__CONSIGNE 1__: Dans le texte sur le divorce jugé à Neuchâtel, à quelle date le Tribunal cantonal a-t-il confirmé le jugement ?
__CONSIGNE 2__: Reprenez le passage du texte sur le divorce jugé à Neuchâtel qui va de « L'instruction s'est déroulée » jusqu'à « pu y participer... », en mettant « mari » à la place de « demandeur ».
__CONSIGNE 3__: Écrivez la suite du texte sur le divorce jugé à Neuchâtel, à partir de l'endroit où il s'arrête.

__TEXTE FOURNI__:
◆ ◆ ◆ ◆ ◆
L'instruction s'est déroulée dès lors sur la base de l'état de preuves déposé
par le demandeur le 20 mars 1934. Ni la défenderesse ni son mandataire n'ont
pu y participer...
C. - Par jugement du 11 mars 1935, le Tribunal I du district de Neuchâtel a
prononcé le divorce aux torts de la défenderesse, attribué au mari la
puissance paternelle sur les trois enfants, ratifié, «pour autant que de
besoin», la convention notariée du 9 août 1933, et condamné la défenderesse à
tous les frais et dépens.
Sur appel de la défenderesse, le Tribunal cantonal du canton de Neuchâtel a
confirmé ce jugement par arrêt du 3 mai 1935.
D. - Par acte déposé en temps utile, la défenderesse a recouru en réforme, en
concluant à ce qu'il plaise au Tribunal fédéral.
E. - L'intimé conclut au rejet du recours.
◆ ◆ ◆ ◆ ◆
__DONNÉES FOURNIES__:
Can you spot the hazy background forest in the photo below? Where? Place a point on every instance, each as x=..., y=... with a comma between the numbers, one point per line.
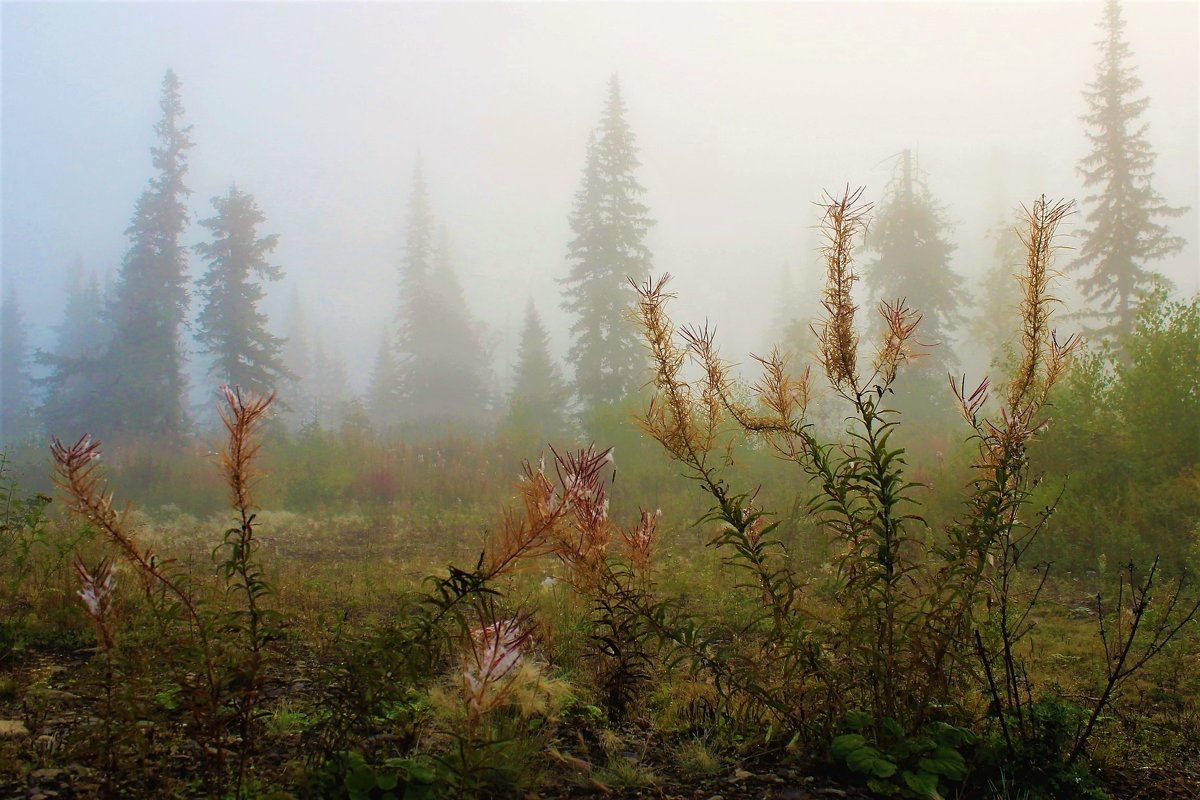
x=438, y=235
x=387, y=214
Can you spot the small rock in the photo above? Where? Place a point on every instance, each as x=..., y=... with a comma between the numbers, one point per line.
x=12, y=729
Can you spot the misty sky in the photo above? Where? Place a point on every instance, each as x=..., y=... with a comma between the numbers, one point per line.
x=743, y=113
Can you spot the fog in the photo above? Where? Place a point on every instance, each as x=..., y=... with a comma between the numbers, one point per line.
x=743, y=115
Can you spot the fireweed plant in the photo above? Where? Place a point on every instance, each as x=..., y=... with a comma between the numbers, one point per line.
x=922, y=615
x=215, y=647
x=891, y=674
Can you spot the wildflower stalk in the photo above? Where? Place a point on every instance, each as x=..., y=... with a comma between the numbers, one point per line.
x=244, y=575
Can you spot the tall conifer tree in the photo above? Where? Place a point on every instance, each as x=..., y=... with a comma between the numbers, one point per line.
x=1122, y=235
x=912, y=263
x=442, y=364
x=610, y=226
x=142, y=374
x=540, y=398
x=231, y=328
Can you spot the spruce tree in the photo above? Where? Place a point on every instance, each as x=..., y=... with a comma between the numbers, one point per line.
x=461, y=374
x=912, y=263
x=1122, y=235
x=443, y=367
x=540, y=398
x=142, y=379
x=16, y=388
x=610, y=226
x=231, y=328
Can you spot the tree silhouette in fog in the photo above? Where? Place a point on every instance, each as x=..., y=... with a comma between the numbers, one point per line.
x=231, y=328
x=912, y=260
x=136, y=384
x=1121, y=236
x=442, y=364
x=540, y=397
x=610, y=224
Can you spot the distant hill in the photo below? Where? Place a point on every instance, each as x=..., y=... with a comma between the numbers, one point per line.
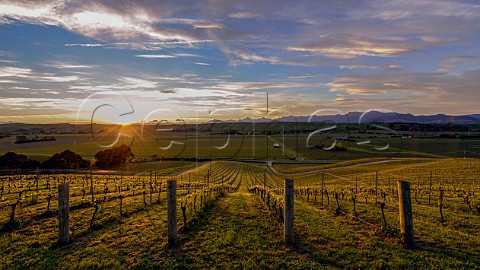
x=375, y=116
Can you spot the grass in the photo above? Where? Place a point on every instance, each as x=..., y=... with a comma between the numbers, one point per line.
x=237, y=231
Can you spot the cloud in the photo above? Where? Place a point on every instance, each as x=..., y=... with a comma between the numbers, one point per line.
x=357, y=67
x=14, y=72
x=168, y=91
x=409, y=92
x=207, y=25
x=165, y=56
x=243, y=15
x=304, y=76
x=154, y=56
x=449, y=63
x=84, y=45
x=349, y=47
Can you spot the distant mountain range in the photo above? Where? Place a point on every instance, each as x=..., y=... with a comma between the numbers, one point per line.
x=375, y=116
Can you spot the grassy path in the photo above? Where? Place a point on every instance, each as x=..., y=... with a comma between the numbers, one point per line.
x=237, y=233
◆ ◆ ◆ ◆ ◆
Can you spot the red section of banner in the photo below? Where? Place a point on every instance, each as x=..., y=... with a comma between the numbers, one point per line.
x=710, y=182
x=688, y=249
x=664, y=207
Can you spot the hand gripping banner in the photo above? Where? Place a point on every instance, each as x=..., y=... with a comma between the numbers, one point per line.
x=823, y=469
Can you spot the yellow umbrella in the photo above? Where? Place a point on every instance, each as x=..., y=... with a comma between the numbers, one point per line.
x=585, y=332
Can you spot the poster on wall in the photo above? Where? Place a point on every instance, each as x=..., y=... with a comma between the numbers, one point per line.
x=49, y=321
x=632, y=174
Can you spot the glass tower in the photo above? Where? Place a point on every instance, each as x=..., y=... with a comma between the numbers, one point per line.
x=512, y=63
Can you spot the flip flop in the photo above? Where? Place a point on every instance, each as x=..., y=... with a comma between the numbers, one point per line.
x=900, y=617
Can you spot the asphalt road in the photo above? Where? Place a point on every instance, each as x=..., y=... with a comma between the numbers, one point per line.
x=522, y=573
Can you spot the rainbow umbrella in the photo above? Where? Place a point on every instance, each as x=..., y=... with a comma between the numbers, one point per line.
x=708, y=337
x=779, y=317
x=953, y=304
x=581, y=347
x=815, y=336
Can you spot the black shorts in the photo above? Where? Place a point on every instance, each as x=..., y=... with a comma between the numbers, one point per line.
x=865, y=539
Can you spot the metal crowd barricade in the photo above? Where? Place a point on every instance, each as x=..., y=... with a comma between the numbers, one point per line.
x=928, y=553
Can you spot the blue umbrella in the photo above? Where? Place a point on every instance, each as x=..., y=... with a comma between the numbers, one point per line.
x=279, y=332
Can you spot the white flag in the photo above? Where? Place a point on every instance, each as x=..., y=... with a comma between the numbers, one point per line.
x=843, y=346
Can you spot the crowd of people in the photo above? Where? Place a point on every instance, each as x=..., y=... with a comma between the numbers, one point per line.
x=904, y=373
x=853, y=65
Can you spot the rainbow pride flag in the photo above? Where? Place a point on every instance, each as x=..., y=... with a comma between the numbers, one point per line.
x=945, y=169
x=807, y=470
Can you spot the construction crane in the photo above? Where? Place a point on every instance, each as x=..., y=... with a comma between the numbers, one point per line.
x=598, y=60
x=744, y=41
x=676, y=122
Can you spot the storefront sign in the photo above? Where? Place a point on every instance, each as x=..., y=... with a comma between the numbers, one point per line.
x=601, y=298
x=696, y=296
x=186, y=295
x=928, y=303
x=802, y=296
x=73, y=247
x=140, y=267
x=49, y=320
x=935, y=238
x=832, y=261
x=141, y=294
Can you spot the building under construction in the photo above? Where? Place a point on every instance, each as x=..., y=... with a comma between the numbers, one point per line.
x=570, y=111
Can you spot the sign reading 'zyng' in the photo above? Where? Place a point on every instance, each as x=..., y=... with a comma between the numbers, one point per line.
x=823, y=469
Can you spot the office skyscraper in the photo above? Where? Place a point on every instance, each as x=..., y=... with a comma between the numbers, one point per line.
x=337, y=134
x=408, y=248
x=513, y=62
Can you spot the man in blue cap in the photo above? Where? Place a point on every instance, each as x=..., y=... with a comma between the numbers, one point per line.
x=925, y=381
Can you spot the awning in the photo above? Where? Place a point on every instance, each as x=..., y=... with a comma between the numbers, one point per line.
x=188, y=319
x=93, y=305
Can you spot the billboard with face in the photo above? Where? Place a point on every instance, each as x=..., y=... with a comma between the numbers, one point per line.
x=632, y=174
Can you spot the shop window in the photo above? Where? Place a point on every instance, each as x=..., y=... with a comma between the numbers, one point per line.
◆ ◆ ◆ ◆ ◆
__RÉSULTAT 1__: Le 3 mai 1935.

__RÉSULTAT 2__:
L'instruction s'est déroulée dès lors sur la base de l'état de preuves déposé
par le mari le 20 mars 1934. Ni la défenderesse ni son mandataire n'ont
pu y participer...

__RÉSULTAT 3__:
Considérant en droit:
1.- Aux termes de l'art. 89 al. 1 CPCN, «le désistement et l'acquiescement
emportent tous les effets d'un jugement définitif». L'acquiesçant renonce à
contester les faits invoqués par le demandeur et reconnaît les droits
revendiqués par lui: le demandeur obtient, par une déclaration de volonté de
l'autre partie, ce qu'il se proposait d'obtenir par un jugement. L'office du
juge n'est plus nécessaire: le procès est terminé avant d'avoir été instruit.
Mais il est clair que ce résultat est tout à fait inconciliable avec les
principes du droit fédéral en matière de divorce, car il équivaudrait au
divorce par consentement mutuel, ou même au divorce extrajudiciaire, ce qui
est complètement contraire au système du code civil suisse.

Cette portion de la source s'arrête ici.